#### EXTRACTED TEXT:
Start of Block

I do not plan to spend all my time in the two bedrooms.  I will daily walk the trails and explore the cultural resources here.  I've already snapped 325 photos (though I pared them down to fewer than eighty). 

I plan to write a new blog post every day while I'm here.  Some will show the prairie flowers ...

and the morning dew.  Some will share the quilt block signs along the trail, the exhibitions in the visitor's center, the brick school house, the homesteader's log cabin, the rusted farm equipment on display, and other things of interest (like the Pet Cemetery in nearby Beatrice!)  Naturally, I'll be blogging about the artwork I am making too!

I have no plans to blog about the tornado shelter ... because tornado season has already passed.  I will not blog about recycling ... but I'll be doing it!  Check back tomorrow to see what's going on at Homestead National Monument!

Thursday, July 13, 2017

Three new Lancet Windows

(Above:  Lancet Windows CC (left, inventory # 4045) and CCI (right, inventory # 4046).  Each piece is framed at 31" x 11" outer dimensions.  Each is priced at $395.  Click on any image in this blog post to enlarge.)

The mad dash is on!  I'm trying my best to finish up loose ends, complete waiting custom picture framing orders, and think about what needs to be packed for my National Park art residency at Homestead National Monument in Nebraska.  I leave bright-and-early on Sunday morning.  Excited!

End of Block

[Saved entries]
Start of Block

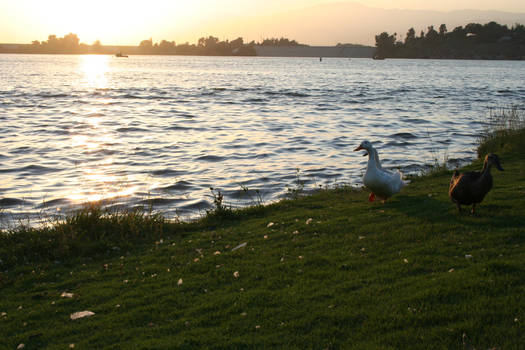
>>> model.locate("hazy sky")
[0,0,525,45]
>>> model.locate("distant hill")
[207,2,525,46]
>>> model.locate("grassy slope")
[0,152,525,349]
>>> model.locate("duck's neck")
[481,161,492,175]
[367,148,379,168]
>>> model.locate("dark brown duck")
[448,153,503,214]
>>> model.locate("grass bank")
[0,110,525,349]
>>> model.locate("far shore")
[0,44,375,58]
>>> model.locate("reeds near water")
[477,106,525,159]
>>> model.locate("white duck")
[354,141,408,203]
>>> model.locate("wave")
[0,198,29,208]
[195,155,226,162]
[389,132,418,140]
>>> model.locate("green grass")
[0,126,525,349]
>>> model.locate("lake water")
[0,55,525,223]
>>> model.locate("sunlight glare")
[80,55,109,89]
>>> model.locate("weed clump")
[477,106,525,159]
[0,203,166,268]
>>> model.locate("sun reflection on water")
[66,55,139,204]
[80,55,109,89]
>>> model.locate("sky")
[0,0,525,45]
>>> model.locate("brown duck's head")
[485,153,503,171]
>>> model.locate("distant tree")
[375,32,396,57]
[425,26,439,42]
[439,24,447,38]
[405,28,416,45]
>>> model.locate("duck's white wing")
[364,168,405,198]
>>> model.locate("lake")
[0,55,525,227]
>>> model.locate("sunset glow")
[0,0,525,45]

End of Block

Reproduce the stretch of the blog post from "I do not plan" through "Homestead National Monument!", word for word. These records have nothing to do with the blog post.

I do not plan to spend all my time in the two bedrooms.  I will daily walk the trails and explore the cultural resources here.  I've already snapped 325 photos (though I pared them down to fewer than eighty). 

I plan to write a new blog post every day while I'm here.  Some will show the prairie flowers ...

and the morning dew.  Some will share the quilt block signs along the trail, the exhibitions in the visitor's center, the brick school house, the homesteader's log cabin, the rusted farm equipment on display, and other things of interest (like the Pet Cemetery in nearby Beatrice!)  Naturally, I'll be blogging about the artwork I am making too!

I have no plans to blog about the tornado shelter ... because tornado season has already passed.  I will not blog about recycling ... but I'll be doing it!  Check back tomorrow to see what's going on at Homestead National Monument!